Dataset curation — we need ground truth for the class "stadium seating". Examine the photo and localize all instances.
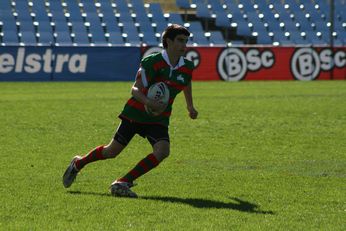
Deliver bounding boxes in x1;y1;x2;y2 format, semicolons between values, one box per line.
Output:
0;0;346;46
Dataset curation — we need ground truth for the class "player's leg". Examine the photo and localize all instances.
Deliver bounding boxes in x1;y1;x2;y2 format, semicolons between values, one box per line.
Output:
63;120;135;188
118;125;170;183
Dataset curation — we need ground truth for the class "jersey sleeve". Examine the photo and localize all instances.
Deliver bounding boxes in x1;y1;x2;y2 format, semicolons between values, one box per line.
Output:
140;56;155;86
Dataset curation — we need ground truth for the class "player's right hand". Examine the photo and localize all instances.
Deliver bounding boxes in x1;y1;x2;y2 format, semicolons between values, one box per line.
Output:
146;99;167;112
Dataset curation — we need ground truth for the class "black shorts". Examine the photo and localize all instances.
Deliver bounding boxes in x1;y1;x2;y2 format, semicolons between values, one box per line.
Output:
114;118;169;146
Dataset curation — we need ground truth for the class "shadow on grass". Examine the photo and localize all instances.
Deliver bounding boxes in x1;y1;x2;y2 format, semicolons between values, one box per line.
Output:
140;196;274;215
68;191;275;215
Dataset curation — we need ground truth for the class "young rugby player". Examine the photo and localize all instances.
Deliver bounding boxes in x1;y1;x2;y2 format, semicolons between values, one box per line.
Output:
63;24;198;197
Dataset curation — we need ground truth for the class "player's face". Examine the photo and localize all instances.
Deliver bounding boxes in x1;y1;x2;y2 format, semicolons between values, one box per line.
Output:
168;34;189;56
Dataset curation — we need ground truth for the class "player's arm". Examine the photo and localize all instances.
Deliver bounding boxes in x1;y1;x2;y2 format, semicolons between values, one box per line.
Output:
184;82;198;119
131;70;162;110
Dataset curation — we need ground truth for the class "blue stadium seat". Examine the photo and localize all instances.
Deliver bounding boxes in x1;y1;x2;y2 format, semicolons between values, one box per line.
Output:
257;31;273;44
176;0;191;9
142;31;158;46
149;3;166;23
189;21;204;33
20;30;37;45
108;31;124;45
168;13;184;25
209;31;226;46
73;30;90;45
192;31;210;46
237;21;252;36
38;31;54;46
54;31;72;46
196;1;211;18
2;30;19;45
215;11;230;28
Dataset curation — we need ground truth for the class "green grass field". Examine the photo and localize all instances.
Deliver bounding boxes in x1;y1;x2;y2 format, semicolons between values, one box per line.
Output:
0;81;346;231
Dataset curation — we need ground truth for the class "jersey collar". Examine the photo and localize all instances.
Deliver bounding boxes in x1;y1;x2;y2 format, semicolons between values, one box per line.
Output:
161;50;185;70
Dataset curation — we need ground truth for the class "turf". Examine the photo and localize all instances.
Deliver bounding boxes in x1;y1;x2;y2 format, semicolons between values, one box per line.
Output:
0;81;346;230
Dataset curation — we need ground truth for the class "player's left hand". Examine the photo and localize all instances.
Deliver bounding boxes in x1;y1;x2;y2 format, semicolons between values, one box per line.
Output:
187;107;198;120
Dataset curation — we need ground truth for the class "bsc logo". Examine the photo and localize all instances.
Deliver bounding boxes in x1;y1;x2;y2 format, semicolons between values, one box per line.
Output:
291;48;346;81
217;48;275;81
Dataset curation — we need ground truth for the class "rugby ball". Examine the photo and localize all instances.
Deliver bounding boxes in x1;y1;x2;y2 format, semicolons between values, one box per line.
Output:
145;82;169;116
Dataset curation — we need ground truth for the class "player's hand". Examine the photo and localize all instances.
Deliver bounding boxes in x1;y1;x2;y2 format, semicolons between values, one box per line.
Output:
187;107;198;120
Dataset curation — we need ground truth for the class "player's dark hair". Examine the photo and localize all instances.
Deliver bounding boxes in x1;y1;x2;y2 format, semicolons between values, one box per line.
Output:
162;24;190;49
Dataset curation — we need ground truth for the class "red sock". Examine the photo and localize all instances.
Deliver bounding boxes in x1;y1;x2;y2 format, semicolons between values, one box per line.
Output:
118;154;160;182
75;146;105;170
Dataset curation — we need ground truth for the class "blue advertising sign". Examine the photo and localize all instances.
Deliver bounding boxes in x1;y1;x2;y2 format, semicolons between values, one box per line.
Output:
0;46;141;81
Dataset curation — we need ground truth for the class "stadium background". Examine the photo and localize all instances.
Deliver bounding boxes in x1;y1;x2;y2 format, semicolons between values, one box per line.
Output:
0;0;346;81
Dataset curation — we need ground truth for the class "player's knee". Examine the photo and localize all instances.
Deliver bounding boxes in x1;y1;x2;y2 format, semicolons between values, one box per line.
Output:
102;145;121;159
154;148;170;162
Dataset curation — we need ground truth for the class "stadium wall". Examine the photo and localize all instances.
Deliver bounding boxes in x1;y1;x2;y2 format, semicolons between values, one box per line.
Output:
0;46;346;81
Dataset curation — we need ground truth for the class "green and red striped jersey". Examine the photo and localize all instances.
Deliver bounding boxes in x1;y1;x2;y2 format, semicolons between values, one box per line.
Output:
119;50;194;126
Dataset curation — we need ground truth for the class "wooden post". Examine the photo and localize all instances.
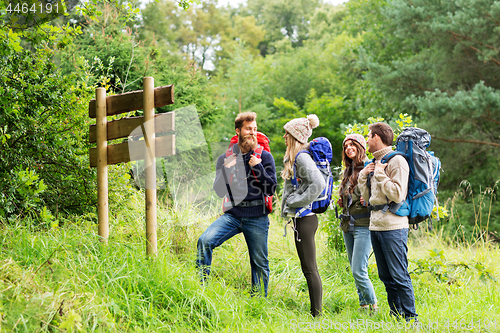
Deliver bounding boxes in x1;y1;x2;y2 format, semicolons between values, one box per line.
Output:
95;88;109;242
142;77;158;256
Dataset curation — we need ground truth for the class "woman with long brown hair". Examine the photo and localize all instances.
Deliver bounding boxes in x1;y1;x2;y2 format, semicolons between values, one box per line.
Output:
337;134;378;313
281;114;326;317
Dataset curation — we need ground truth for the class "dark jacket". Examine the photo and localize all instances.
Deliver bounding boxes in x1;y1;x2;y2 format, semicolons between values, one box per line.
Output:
213;145;277;217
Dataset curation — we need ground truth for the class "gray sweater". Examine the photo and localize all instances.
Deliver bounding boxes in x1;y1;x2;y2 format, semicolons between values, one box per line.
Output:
281;153;326;217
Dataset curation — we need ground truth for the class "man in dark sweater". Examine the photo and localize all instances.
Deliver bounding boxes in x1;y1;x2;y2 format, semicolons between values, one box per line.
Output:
196;112;277;296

━━━

Required work:
Turn the records, from their start through the line that contains "63;24;198;197", into a two-column CSV headed instruction and boxes, with one row for each instruction holding its full text and its boxes. Put each value in a single quoted field with line breaks replaced by spaces, and leave the pictures out.

The result:
instruction,boxes
"Dataset curation — we need ground truth for the class ""stadium seating"". Examine the photo and localize all instances. Deliver bounding boxes in x1;y1;x2;y2 format, semicolons between values, one box per line. Output:","0;0;346;46"
"Dataset curation — we need ground truth for the class ""player's leg"". Examine the photo and localize all instances. Deliver bounding boxes in x1;y1;x2;y2 format, semicolons between values, one box per line. Output:","63;120;135;188 118;125;170;183"
"Dataset curation — we need ground truth for the class ""jersey sleeve"". Examine the photo and localize all instances. Deliver bounding boxes in x1;y1;x2;y2 format, semicolons between values, one box per line. Output:","140;56;155;86"
"Dataset curation — we need ground truth for the class ""player's right hand"". Examine the photo and localize all instances. Deliver bounding boxes in x1;y1;x2;y2 format, semicolons between values, one box per line. Output:","146;99;167;112"
"Dataset curation — we need ground truth for the class ""black shorts"". Examine the photo and localize all instances. Deliver bounding boxes in x1;y1;x2;y2 format, semicolons between values, one box per line. Output:","114;118;169;146"
"Dataset curation — we need ground truth for the class ""shadow on grass"". Examine the photo and localize all instances. Deliver bounding boxes in x1;y1;x2;y2 format, semicolons between values, one box per line. Output:","140;196;274;215 68;191;275;215"
"Dataset curation — we need ground truth for the class ""young rugby player"". Examine the photo and localize all instances. Deliver bounding boxes in x1;y1;x2;y2 format, semicolons between values, one box per line. Output:","63;24;198;197"